---------- Page extract ----------

Reputation: 411
I've been trying to figuring this out for the last few hours, and I'm about to give up.
How do you make sure that in python only a matching specific criteria will create the object?
For example, let's say I want to create an object Hand, and initialize a Hand only when I have enough Fingers in the initializer? (Please just take this as an analogy)
Say,
class Hand:
def __init__(self, fingers):
# make sure len(fingers)==5, and
#only thumb, index, middle, ring, pinky are allowed in fingers
pass
Thanks.
These are the closest questions I found, but one is in C++, the other does not answer my question.
checking of constructor parameter
How to overload __init__ method based on argument type?
Upvotes: 7
Views: 11842
Reputation: 214969
You have to define __new__
for that:
class Foo(object):
def __new__(cls, arg):
if arg > 10: #error!

---------- Items ----------

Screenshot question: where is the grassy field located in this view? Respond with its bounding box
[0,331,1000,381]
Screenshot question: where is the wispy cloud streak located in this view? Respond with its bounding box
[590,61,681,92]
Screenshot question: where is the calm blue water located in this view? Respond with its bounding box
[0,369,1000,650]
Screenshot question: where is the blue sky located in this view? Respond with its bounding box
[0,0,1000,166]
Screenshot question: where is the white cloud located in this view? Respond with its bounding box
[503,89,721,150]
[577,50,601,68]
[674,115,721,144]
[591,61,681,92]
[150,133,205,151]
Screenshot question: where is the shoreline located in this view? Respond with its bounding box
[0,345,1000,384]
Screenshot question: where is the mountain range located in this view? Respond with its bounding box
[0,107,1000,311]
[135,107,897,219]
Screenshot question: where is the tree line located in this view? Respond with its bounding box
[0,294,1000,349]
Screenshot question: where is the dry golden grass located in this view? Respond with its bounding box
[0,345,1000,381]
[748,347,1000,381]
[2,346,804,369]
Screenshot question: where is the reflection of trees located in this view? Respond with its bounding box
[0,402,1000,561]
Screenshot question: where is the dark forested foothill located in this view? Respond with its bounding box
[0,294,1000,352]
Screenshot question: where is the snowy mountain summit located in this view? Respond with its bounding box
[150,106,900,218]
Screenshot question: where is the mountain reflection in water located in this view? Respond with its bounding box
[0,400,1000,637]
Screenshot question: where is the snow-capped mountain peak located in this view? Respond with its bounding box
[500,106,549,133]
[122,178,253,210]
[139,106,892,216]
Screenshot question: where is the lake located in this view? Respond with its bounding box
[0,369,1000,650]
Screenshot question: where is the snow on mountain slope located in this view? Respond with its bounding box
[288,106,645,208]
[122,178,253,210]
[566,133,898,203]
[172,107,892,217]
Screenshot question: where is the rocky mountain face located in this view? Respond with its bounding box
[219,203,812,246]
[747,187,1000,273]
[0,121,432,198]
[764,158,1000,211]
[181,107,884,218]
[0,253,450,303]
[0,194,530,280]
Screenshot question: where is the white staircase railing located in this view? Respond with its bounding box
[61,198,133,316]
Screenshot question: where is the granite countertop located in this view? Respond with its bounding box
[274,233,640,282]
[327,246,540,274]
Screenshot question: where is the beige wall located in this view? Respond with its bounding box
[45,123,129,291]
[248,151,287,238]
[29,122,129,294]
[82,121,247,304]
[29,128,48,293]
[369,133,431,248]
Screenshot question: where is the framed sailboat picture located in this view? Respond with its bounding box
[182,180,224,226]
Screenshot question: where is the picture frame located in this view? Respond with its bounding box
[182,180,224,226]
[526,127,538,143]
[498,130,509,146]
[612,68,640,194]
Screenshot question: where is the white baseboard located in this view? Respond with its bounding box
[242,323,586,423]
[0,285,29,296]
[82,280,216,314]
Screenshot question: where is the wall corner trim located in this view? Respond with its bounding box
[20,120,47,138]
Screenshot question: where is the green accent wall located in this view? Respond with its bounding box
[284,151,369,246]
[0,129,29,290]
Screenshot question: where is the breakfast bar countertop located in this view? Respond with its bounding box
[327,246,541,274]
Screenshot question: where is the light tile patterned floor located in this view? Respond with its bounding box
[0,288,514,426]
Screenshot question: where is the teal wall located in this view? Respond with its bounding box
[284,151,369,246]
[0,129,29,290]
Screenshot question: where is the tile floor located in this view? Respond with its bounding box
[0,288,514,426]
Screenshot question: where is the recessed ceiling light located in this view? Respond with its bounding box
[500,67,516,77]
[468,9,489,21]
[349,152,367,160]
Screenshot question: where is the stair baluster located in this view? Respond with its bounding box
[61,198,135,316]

----------

Given instruction:
Rewrite the passage of the Python question that begins at the words "For example, let's" and stops after "as an analogy)", changing "Hand" to "Glove" each time it occurs.

Answer below:
For example, let's say I want to create an object Glove, and initialize a Glove only when I have enough Fingers in the initializer? (Please just take this as an analogy)